Exercise objective:
Among the records that follow, how many lines contain the word "black"? Give the number and no other words.

◆ ◆ ◆ ◆

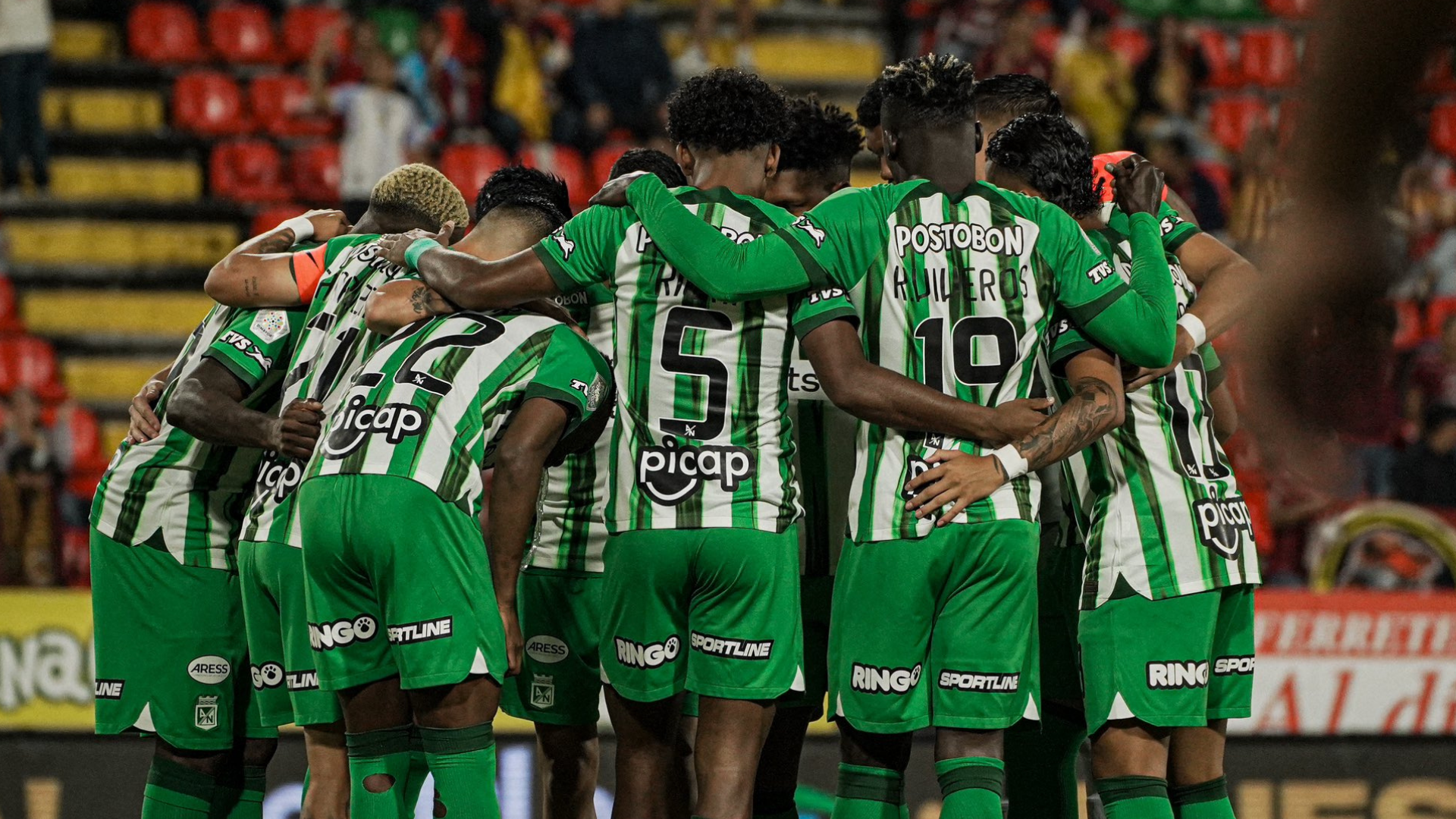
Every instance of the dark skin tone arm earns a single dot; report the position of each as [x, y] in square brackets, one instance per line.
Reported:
[209, 406]
[1094, 410]
[519, 464]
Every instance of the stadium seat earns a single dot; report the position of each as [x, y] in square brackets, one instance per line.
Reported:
[165, 34]
[302, 27]
[242, 33]
[209, 104]
[315, 169]
[471, 165]
[280, 105]
[248, 171]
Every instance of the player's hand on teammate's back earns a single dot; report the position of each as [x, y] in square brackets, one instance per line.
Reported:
[1138, 186]
[954, 482]
[615, 193]
[297, 428]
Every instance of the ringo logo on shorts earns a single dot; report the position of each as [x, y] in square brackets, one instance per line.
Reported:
[340, 632]
[650, 656]
[877, 679]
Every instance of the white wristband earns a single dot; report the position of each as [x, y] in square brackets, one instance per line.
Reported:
[1194, 327]
[1012, 461]
[300, 226]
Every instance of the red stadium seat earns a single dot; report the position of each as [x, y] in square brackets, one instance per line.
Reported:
[281, 107]
[471, 165]
[315, 169]
[303, 25]
[242, 33]
[1269, 57]
[209, 104]
[164, 33]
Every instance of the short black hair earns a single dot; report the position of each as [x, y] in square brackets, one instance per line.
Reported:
[935, 89]
[821, 139]
[1006, 96]
[868, 110]
[651, 161]
[526, 188]
[1052, 156]
[727, 111]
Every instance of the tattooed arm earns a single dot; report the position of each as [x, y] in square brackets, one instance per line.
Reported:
[1095, 409]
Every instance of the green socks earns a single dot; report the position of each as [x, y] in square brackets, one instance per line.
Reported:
[463, 764]
[1134, 798]
[379, 764]
[971, 787]
[177, 792]
[1204, 800]
[868, 793]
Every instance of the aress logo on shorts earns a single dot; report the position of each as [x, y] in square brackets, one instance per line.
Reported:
[878, 679]
[670, 474]
[340, 632]
[647, 656]
[357, 422]
[1171, 675]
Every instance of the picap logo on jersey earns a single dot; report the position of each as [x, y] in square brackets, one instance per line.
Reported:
[647, 656]
[1223, 523]
[325, 635]
[1171, 675]
[395, 422]
[877, 679]
[670, 474]
[730, 648]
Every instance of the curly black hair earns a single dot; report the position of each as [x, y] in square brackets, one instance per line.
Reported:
[727, 111]
[1052, 156]
[651, 161]
[1006, 96]
[868, 110]
[935, 91]
[820, 137]
[526, 188]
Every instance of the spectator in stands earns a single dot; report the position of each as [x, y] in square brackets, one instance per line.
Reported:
[25, 46]
[620, 74]
[1426, 471]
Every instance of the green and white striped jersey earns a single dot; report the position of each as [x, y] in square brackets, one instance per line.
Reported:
[175, 491]
[702, 435]
[571, 525]
[335, 281]
[1155, 500]
[433, 401]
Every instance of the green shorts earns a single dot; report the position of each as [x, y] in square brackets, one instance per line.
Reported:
[286, 681]
[714, 611]
[561, 623]
[1175, 662]
[937, 632]
[398, 585]
[171, 654]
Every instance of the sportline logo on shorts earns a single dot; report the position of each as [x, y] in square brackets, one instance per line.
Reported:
[210, 670]
[1225, 667]
[1171, 675]
[650, 656]
[546, 649]
[267, 675]
[875, 679]
[1219, 525]
[730, 648]
[670, 474]
[395, 422]
[421, 632]
[325, 635]
[977, 681]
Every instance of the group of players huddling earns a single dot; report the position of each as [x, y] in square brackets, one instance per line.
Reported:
[691, 394]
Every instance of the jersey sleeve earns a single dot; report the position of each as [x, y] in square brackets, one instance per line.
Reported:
[256, 344]
[582, 253]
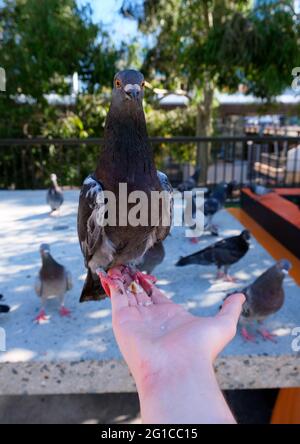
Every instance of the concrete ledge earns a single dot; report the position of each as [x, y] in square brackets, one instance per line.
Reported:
[90, 377]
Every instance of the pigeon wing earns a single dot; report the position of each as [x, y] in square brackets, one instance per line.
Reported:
[90, 211]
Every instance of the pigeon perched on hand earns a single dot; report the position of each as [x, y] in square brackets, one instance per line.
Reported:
[190, 183]
[53, 281]
[265, 296]
[55, 195]
[126, 158]
[222, 253]
[215, 202]
[3, 308]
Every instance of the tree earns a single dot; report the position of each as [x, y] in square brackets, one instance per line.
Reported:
[43, 43]
[209, 44]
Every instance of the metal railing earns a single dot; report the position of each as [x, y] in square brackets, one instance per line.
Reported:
[273, 160]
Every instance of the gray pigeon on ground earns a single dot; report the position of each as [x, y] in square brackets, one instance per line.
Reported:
[190, 183]
[55, 196]
[3, 308]
[215, 202]
[53, 281]
[222, 253]
[264, 297]
[127, 158]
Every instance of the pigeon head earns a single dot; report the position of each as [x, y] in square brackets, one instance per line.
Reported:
[245, 234]
[128, 88]
[44, 249]
[284, 265]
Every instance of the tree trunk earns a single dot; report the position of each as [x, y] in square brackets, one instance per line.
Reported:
[204, 128]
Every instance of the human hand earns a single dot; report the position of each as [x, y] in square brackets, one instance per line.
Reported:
[157, 336]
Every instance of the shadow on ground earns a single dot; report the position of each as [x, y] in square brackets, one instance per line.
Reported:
[248, 406]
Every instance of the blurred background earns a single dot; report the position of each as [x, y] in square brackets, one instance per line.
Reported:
[222, 93]
[225, 71]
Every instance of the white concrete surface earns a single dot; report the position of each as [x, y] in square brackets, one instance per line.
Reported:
[79, 354]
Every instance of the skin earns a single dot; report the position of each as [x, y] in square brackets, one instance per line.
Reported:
[170, 353]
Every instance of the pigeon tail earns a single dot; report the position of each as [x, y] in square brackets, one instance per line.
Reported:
[92, 289]
[4, 308]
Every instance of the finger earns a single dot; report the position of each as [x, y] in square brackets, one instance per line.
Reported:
[140, 295]
[131, 298]
[157, 296]
[232, 307]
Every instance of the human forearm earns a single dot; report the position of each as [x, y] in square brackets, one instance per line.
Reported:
[187, 395]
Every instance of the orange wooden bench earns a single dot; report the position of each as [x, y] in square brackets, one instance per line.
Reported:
[287, 406]
[276, 214]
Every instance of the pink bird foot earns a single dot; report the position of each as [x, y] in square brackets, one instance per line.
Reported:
[109, 279]
[267, 336]
[41, 317]
[64, 311]
[247, 336]
[146, 281]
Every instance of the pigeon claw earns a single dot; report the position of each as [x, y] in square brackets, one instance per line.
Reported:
[247, 336]
[267, 336]
[146, 281]
[109, 280]
[63, 311]
[41, 317]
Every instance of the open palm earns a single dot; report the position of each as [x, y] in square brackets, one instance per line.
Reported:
[154, 333]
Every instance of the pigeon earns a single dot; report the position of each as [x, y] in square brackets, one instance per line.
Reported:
[3, 308]
[53, 280]
[55, 195]
[265, 296]
[260, 190]
[190, 183]
[222, 253]
[126, 158]
[215, 202]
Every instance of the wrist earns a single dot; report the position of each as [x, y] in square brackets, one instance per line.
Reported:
[178, 394]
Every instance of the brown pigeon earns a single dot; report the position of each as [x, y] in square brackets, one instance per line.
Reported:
[126, 158]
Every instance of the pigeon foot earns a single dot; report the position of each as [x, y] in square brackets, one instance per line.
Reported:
[41, 317]
[247, 336]
[64, 311]
[267, 336]
[108, 280]
[146, 281]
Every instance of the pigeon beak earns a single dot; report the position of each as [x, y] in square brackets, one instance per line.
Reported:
[132, 94]
[132, 91]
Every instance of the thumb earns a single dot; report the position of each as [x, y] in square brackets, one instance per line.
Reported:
[230, 312]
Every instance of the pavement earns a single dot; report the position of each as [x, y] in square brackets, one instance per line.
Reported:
[79, 354]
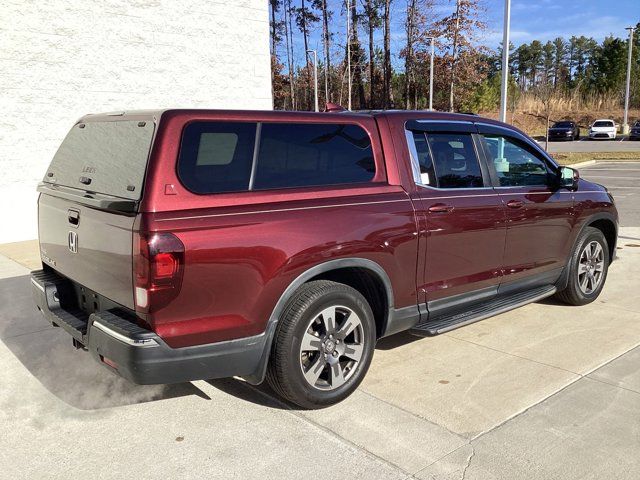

◆ ◆ ◆ ◆

Response to the exercise:
2